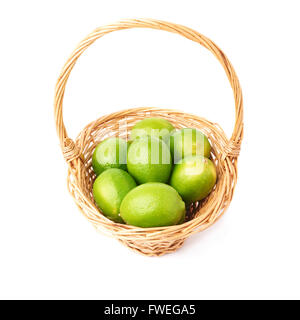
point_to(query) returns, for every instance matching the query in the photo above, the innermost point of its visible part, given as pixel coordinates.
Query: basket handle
(70, 150)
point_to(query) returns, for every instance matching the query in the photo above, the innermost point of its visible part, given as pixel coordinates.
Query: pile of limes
(148, 180)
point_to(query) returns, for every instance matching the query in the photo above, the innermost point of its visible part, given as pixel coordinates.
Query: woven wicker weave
(78, 153)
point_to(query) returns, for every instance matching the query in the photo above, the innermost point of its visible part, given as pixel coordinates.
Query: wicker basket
(78, 153)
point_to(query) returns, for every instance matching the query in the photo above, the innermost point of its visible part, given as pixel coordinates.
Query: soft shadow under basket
(78, 153)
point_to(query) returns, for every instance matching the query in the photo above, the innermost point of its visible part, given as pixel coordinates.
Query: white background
(47, 248)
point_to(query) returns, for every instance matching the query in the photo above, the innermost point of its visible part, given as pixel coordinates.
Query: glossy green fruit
(186, 142)
(110, 153)
(155, 127)
(152, 204)
(194, 178)
(149, 160)
(109, 189)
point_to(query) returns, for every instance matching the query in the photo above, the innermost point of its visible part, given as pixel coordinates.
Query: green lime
(156, 127)
(186, 142)
(152, 204)
(194, 177)
(109, 189)
(149, 160)
(110, 153)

> _Exercise objective_
Find every line in the records above that contains the word "wicker" and copy each of those lines.

> _Reply_
Query: woven wicker weave
Query: wicker basket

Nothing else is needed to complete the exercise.